Each line that contains the word "hook" is to be copied from the records below.

MATERIAL PROVIDED:
%%

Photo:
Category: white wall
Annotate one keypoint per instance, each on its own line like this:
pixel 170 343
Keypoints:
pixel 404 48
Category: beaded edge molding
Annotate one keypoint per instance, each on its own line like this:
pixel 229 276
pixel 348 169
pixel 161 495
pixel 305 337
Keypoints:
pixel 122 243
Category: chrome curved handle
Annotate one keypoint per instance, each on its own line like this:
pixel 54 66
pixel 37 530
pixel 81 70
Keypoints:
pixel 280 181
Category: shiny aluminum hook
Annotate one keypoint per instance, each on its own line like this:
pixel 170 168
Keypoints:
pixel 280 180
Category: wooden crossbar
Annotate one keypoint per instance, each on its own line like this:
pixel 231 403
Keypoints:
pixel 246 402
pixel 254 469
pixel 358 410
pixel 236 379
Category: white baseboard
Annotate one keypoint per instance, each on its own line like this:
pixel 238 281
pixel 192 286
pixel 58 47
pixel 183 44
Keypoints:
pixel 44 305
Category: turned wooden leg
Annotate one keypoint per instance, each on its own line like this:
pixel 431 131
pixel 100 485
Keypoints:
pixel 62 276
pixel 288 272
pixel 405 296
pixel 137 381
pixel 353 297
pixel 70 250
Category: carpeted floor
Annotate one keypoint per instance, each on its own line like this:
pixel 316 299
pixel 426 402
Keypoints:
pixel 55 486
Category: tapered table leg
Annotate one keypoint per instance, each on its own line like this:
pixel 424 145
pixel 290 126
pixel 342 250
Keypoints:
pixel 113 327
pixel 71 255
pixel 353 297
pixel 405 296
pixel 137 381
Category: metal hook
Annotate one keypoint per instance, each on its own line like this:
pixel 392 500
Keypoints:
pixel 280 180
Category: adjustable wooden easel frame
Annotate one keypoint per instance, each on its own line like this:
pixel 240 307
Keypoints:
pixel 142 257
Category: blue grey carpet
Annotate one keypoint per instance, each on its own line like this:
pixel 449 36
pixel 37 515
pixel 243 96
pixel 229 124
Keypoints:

%%

WRITTEN ANSWER:
Category: shiny aluminum hook
Category: metal hook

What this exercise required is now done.